[START OF Entries provided]
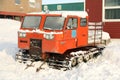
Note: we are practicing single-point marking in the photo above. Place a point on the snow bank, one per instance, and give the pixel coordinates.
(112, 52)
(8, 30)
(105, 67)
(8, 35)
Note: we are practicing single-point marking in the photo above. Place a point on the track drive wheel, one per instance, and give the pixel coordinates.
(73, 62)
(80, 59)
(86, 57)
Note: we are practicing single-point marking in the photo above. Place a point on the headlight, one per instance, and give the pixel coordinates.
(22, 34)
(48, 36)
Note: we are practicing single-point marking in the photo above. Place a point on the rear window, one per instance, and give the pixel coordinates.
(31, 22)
[END OF Entries provided]
[START OF Entries provided]
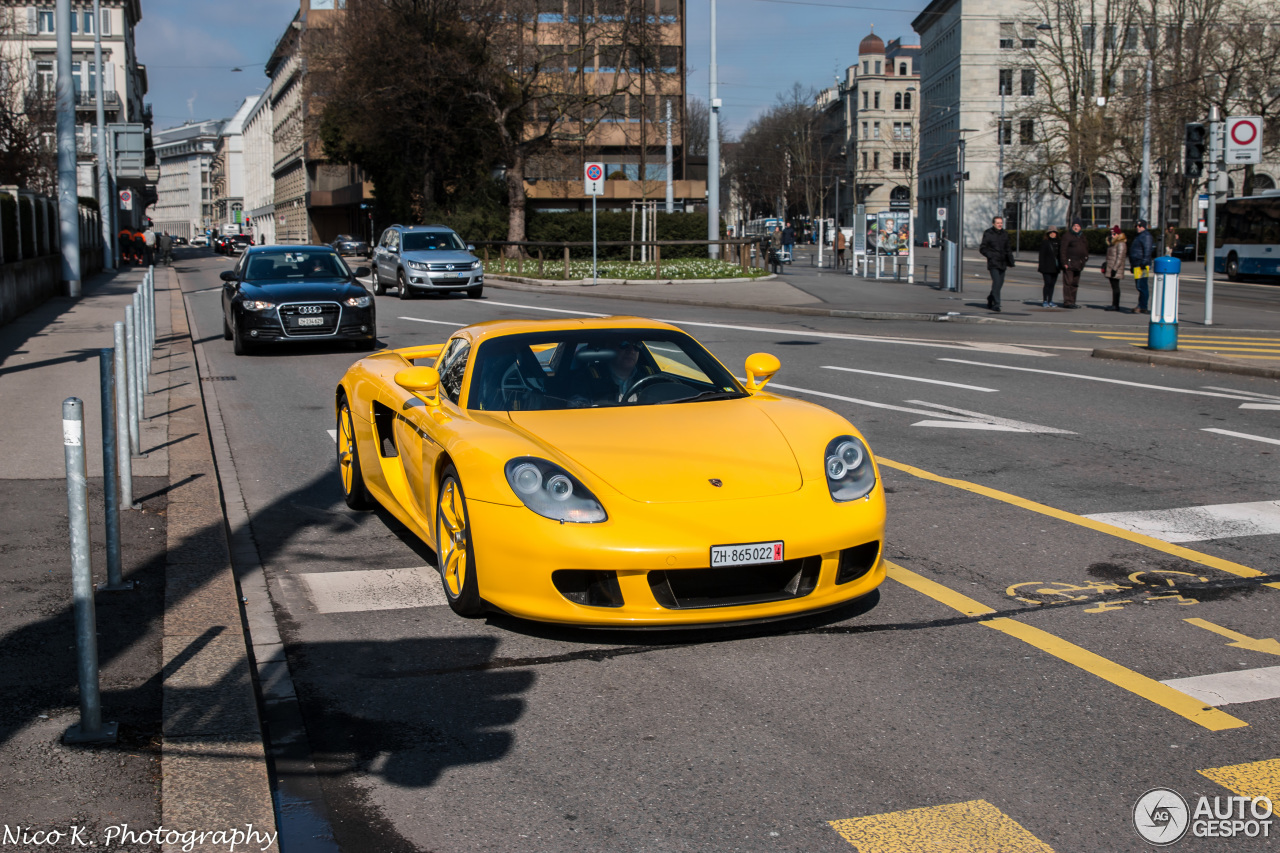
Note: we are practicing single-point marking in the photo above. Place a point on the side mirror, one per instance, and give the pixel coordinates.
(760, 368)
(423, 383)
[END OF Entries provided]
> **Challenge**
Pick out each line in the data above that contains the word "give" and copy those lines unchanged.

> **Solution to this problem**
Note: we are practicing single-point marking in the photo above. Place a point on the snow bank, one per instance, and give the pixel coordinates.
Note: we are practicing single-point marking in the photo above. Place a point on the track drive wheel, one per instance, and give the pixel coordinates.
Note: we are practicing single-point marking in the photo above. Place a point on the headlight, one per instance, and give the pixel coordinates.
Note: we are practicing single-point marking in the photo above. Place a point on the rear window, one per instance, and give the pixel coordinates.
Note: we are practicing single-point marking in the photo above. Place a point on the side mirror, one per instance, and give the pixel coordinates.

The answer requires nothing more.